_QUOTED PASSAGE_.
▼▼▼

More generally, we retain your Personal Data, information and records for the duration of the contractual relationship with you plus for a period of certain number of years after the termination of our contractual or other relationship with you as required by applicable laws or to protect Caystone’s interest in case any claims arise out of the provision of our services to you.

8.    Confidentiality and data security

Caystone’s staff, and any other service provider, authorized to process Personal Data of Data Subjects, via an outsourcing arrangement, exercises the same level of care applied on its own Personal Data.

All employees within Caystone are bound by a confidentiality clause as this constitutes a provision in their employment contract. A breach of this provision may lead to dismissal.

Our IT and physical structure are set out in a way that protects accidental loss and unauthorized access, use, alteration, or disclosure of Personal Data.

9.   Your rights relating to Personal Data

In accordance with GDPR, you have the following rights in respect of your Personal Data:

  • Right to access the Personal Data that is being process by Caystone: you have the right to know if we hold and process some of your Personal Data and to access the Personal Data that we hold about you upon request.
  • Right to rectify Personal Data which is incomplete and/or inaccurate and right to verify if the data has been rectified.
  • Right to restrict the use of your Personal Data on grounds relating to your particular situation.
  • Right to request that Personal Data is erased and right to verify if the data has been erased.
  • Right to object to processing of Personal Data. We stop such processing unless it is necessary to maintain it for the legitimate purposes listed above.
  • Right to data portability (in certain specific circumstances) and transfer the Personal Data to another controller where technically feasible and where it does not affect the provision of our activities and services.
  • Right to withdraw for consent for data processing (if the consent was required for lawful processing), provided that no regulatory or contractual provisions require us to maintain records of your Personal Data.

▲▲▲

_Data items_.
▼▼▼

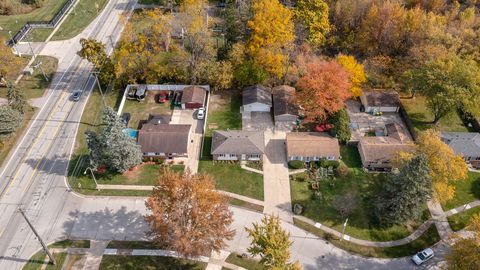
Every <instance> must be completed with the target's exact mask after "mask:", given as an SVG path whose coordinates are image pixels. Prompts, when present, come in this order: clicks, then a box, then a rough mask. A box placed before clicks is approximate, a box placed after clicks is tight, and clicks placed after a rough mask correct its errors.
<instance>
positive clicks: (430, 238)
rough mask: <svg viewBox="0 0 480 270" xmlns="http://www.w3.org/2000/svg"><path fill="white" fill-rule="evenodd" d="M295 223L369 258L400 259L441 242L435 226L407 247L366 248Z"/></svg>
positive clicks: (298, 222)
mask: <svg viewBox="0 0 480 270" xmlns="http://www.w3.org/2000/svg"><path fill="white" fill-rule="evenodd" d="M293 222H294V223H295V225H296V226H297V227H299V228H302V229H304V230H306V231H308V232H310V233H312V234H314V235H317V236H319V237H322V238H325V239H328V241H329V242H330V243H332V244H333V245H335V246H337V247H339V248H341V249H344V250H347V251H350V252H353V253H357V254H360V255H362V256H367V257H376V258H398V257H405V256H411V255H413V254H415V253H417V252H418V251H420V250H422V249H425V248H427V247H431V246H432V245H434V244H436V243H437V242H438V241H440V240H441V239H440V236H439V235H438V232H437V229H436V228H435V225H432V226H430V228H428V230H427V231H426V232H425V233H424V234H422V235H421V236H420V237H419V238H417V239H415V240H414V241H413V242H410V243H408V244H406V245H402V246H396V247H388V248H378V247H366V246H360V245H357V244H353V243H351V242H347V241H345V240H343V241H340V239H338V238H336V237H333V236H331V235H327V234H326V233H325V232H323V231H322V230H320V229H318V228H316V227H314V226H312V225H310V224H308V223H304V222H302V221H300V220H298V219H295V218H294V219H293Z"/></svg>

▲▲▲

_ACTION ITEM A_. In the Caystone privacy policy excerpt, what may a breach of the confidentiality clause in employees' contracts lead to?
_ACTION ITEM B_. Continue the Caystone privacy policy from where it stops, after the final item in the list of rights.

_EXPECTED OUTPUT A_. It may lead to dismissal.

_EXPECTED OUTPUT B_.
  • Right not to receive marketing communications.
  • Right to lodge a complaint with a supervisory authority, as further described below in Section 11.

To exercise your rights, please contact us at the address and email detailed in Section 12 below  “How to contact us”. We will respond to you as soon as practicable in accordance with GDPR.

10.        Communication of a Personal Data breach to the Data Subject

In case of data breach, Caystone will notify the National Commission for Data Protection (the “CNPD“), the Luxembourg supervisory authority not later than 72 hours after having become aware of it.

When the Personal Data breach is likely to result in a high risk to the rights and freedoms of natural persons, Caystone will also notify the Data Subject without undue delay.

11.        Your right to complain and raise questions to the data protection authorities

The client has as well the possibility to file a complaint to the CNPD, established on 1, Avenue du Rock’n’Roll, L-4361 Esch-sur-Alzette, Luxembourg.

12.        How To Contact us

Should you request further details on the processing of your Personal Data or if you wish to exercise your rights or if you have any specific queries regarding the processing of your Personal Data, you can contact us as follows:

  • by email on the following address: [email protected].
  • by post at: 19, Rue Philippe II, L-2340 Luxembourg.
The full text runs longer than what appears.